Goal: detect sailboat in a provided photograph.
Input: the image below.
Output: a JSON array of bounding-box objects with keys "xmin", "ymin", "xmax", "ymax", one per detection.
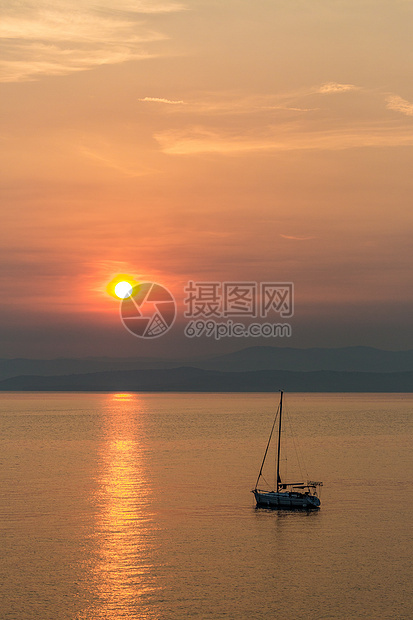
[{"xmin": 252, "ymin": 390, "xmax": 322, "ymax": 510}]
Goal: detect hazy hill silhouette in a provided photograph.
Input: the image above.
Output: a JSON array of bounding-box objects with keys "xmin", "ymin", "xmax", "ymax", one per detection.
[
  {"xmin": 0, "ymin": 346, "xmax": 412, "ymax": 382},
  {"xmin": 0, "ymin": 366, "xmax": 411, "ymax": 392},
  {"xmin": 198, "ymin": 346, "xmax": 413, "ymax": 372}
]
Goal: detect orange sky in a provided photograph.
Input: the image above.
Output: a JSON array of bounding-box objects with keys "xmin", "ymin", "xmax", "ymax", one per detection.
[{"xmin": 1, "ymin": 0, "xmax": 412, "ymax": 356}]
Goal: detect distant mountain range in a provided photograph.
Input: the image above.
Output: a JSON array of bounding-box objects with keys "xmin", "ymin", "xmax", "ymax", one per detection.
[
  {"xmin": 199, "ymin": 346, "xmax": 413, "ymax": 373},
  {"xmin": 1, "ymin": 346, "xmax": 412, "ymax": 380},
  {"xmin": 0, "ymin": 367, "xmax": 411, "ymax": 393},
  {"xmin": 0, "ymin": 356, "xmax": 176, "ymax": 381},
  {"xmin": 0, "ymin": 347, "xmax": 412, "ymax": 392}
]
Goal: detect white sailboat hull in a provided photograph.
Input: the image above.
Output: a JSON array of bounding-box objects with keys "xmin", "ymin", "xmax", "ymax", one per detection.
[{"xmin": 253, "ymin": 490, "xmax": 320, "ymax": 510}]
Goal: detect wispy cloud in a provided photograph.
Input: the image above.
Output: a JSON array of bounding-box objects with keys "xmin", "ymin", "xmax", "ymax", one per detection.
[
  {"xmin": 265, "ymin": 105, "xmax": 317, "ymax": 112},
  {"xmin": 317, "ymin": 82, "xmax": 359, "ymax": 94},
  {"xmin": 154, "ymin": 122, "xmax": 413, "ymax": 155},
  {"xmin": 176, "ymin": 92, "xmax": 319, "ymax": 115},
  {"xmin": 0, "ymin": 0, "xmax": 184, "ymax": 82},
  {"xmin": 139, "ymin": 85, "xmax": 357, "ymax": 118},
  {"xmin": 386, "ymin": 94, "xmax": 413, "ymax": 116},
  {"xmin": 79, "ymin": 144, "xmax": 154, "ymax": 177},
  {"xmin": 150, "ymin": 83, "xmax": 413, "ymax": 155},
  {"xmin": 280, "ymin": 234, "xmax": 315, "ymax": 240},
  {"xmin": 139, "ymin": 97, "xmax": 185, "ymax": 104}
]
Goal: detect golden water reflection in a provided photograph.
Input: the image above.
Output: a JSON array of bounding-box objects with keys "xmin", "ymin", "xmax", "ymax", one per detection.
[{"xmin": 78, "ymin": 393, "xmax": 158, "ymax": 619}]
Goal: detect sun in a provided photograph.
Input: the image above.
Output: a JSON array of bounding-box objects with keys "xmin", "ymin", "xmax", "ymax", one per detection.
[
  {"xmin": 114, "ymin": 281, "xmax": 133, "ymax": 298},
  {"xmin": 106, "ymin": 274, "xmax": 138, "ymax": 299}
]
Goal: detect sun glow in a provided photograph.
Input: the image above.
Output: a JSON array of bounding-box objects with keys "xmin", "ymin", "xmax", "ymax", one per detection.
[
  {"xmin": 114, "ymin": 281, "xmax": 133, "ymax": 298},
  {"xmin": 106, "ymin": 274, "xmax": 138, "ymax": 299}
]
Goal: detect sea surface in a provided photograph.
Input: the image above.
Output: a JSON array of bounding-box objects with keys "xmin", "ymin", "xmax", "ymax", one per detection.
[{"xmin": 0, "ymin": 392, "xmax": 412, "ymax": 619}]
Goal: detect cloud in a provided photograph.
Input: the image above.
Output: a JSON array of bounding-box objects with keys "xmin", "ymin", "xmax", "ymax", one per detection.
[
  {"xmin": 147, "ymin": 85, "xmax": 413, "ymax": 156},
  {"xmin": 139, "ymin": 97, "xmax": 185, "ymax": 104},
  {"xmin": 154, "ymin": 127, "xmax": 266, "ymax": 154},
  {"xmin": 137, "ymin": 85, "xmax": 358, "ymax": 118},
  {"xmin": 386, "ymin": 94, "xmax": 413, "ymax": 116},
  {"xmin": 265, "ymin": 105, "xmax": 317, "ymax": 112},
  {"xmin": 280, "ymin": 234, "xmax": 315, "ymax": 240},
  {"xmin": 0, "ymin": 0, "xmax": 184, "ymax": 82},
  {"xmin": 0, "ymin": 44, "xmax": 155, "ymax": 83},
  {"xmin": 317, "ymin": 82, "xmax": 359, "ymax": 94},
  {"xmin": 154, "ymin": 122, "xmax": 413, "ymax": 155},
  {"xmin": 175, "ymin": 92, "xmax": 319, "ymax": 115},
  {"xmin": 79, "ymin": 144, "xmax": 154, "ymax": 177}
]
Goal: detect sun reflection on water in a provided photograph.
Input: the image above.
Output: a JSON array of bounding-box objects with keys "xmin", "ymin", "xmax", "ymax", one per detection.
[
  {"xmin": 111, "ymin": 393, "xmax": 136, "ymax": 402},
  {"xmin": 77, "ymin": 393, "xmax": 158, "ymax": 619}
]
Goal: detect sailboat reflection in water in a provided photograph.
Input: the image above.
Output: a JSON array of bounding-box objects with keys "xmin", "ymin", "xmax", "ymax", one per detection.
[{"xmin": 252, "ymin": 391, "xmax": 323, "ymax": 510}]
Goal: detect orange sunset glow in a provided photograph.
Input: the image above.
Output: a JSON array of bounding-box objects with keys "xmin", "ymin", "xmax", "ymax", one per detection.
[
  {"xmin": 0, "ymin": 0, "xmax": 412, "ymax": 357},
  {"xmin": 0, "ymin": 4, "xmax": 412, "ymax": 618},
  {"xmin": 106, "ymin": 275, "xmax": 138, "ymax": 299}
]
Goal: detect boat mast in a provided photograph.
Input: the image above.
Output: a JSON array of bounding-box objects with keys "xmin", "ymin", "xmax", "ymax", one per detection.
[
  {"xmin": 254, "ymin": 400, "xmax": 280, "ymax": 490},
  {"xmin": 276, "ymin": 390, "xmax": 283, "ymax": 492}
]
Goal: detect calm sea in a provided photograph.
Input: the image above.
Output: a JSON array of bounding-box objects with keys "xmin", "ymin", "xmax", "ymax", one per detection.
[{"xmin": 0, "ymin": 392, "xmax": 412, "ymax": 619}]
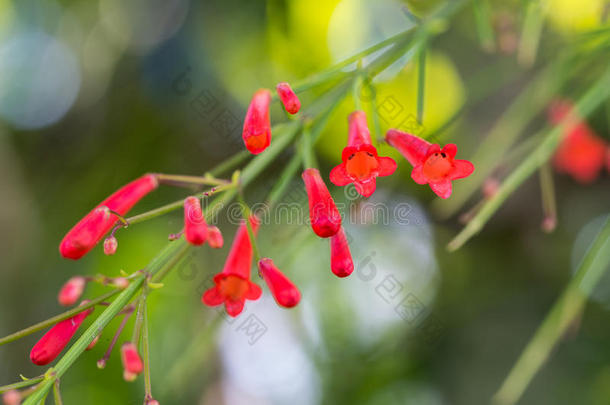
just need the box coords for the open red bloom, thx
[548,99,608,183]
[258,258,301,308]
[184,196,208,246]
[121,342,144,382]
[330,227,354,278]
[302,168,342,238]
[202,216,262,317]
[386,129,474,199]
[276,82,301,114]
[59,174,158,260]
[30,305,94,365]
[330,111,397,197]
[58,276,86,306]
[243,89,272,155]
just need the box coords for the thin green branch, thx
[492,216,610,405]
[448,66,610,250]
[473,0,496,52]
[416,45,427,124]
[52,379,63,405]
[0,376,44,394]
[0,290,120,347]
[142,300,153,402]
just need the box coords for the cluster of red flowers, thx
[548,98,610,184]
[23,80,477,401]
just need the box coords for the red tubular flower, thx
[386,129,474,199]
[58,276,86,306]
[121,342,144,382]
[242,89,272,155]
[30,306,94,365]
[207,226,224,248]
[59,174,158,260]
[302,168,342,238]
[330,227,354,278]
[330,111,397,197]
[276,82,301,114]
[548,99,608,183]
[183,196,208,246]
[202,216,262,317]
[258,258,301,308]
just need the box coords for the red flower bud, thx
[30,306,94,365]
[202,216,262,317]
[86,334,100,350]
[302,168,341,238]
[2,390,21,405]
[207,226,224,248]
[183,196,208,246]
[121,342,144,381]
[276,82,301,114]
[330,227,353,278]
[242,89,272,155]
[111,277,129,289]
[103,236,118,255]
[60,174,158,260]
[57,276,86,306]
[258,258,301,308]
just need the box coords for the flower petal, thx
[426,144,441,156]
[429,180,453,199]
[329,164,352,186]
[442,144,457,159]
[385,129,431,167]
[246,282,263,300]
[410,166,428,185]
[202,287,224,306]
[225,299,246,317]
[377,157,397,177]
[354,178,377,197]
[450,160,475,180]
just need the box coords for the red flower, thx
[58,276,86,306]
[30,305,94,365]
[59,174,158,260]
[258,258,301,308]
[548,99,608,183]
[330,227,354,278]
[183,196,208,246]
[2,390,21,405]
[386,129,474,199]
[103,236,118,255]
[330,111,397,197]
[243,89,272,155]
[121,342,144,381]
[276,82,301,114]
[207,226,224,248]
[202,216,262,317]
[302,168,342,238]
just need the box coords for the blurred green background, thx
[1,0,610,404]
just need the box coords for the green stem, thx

* What you will do
Go through the data and show every line where "sailboat" occurs.

* Response area
Goal: detect sailboat in a provided photograph.
Goal: detect white sailboat hull in a provided photograph.
Goal: detect sailboat reflection in water in a provided photograph.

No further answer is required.